**TASK TO COMPLETE**
Copy the lines verbatim, beginning with the line that contains "Please indicate the kennel door" and continuing through the end of the data, and only those lines.

**LISTED ENTRIES**
+ + + + +

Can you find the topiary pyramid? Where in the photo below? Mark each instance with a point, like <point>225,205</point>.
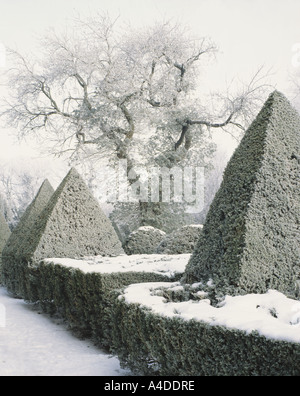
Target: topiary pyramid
<point>13,250</point>
<point>251,238</point>
<point>28,219</point>
<point>72,225</point>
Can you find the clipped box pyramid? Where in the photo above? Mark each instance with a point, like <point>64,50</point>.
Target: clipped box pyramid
<point>12,253</point>
<point>251,238</point>
<point>68,223</point>
<point>72,225</point>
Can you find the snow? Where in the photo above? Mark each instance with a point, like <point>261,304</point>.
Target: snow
<point>272,314</point>
<point>36,345</point>
<point>167,265</point>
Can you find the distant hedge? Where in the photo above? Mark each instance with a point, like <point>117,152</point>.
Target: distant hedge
<point>150,344</point>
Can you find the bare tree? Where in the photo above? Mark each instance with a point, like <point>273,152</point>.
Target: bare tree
<point>106,92</point>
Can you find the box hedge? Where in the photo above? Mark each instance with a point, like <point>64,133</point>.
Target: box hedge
<point>85,300</point>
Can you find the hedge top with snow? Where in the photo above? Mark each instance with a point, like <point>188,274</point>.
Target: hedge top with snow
<point>251,238</point>
<point>71,225</point>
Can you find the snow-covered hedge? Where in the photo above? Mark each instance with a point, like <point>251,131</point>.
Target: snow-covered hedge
<point>181,241</point>
<point>83,291</point>
<point>189,338</point>
<point>144,240</point>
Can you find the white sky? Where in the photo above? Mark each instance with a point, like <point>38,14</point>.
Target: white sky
<point>249,34</point>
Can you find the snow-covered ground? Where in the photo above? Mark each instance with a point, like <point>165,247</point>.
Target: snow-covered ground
<point>33,344</point>
<point>271,314</point>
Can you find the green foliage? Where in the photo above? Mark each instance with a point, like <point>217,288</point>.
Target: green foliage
<point>150,344</point>
<point>86,301</point>
<point>250,240</point>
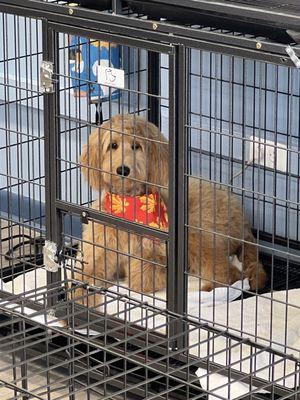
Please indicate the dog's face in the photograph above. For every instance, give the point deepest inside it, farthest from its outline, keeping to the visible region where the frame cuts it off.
(127, 156)
(124, 162)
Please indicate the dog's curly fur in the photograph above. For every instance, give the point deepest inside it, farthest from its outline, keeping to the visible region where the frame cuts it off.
(217, 224)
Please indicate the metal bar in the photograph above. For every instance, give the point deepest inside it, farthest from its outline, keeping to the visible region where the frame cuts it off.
(177, 286)
(52, 178)
(117, 6)
(111, 37)
(167, 33)
(110, 220)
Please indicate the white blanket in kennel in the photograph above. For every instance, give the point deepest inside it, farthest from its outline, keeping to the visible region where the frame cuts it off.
(264, 317)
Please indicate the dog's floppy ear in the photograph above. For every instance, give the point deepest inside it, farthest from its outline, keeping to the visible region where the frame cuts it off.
(91, 159)
(157, 156)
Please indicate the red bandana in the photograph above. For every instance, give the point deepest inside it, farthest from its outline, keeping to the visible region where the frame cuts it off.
(145, 209)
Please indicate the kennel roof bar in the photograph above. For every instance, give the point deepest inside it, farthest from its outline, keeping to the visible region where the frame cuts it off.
(269, 16)
(168, 32)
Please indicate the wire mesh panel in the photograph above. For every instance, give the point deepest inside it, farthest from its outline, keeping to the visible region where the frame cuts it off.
(22, 174)
(243, 132)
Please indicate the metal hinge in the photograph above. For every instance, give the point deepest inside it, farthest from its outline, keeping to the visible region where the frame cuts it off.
(46, 71)
(51, 259)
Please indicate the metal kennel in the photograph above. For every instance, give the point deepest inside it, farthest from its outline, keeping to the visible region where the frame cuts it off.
(221, 81)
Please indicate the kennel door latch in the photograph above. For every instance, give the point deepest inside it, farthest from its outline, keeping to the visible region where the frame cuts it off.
(46, 73)
(50, 253)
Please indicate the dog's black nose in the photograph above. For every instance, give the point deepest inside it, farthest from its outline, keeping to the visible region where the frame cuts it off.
(123, 170)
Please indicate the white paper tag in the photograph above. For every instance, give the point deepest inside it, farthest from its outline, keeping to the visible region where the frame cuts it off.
(111, 77)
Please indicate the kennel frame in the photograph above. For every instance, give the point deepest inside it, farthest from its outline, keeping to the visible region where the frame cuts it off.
(158, 39)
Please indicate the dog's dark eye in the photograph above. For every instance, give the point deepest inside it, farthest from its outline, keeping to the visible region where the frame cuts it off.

+ + + + +

**PROBLEM SOLUTION**
Please indicate the kennel door latch in the photograph above. For every instance, give the point deepest inside it, farthest from its outline, keeping to the visible region where the frame cuts it off.
(46, 73)
(50, 253)
Please indicate the dog's black nose in the photograph above. For every instance, give the point deepest inside it, farthest from its outline, keeping to the visible region where the frame cuts it off.
(123, 170)
Please indicate the white paper tag in the photograph above. For every instance, give the point deepest inside it, farthest from its outline, keeping to the visible region where the frame cuts it off.
(111, 77)
Please indicate the kennel frame in the photograph above. For every instance, give the point deepest inside it, farthest from its outline, keeping to the visible region where the frame cuts it off.
(158, 39)
Please indicate the dog's dark eye in the photograph above. For every instance, give the point deepest inside it, farthest from its outline, keeping to the visible region where the frame cuts it off.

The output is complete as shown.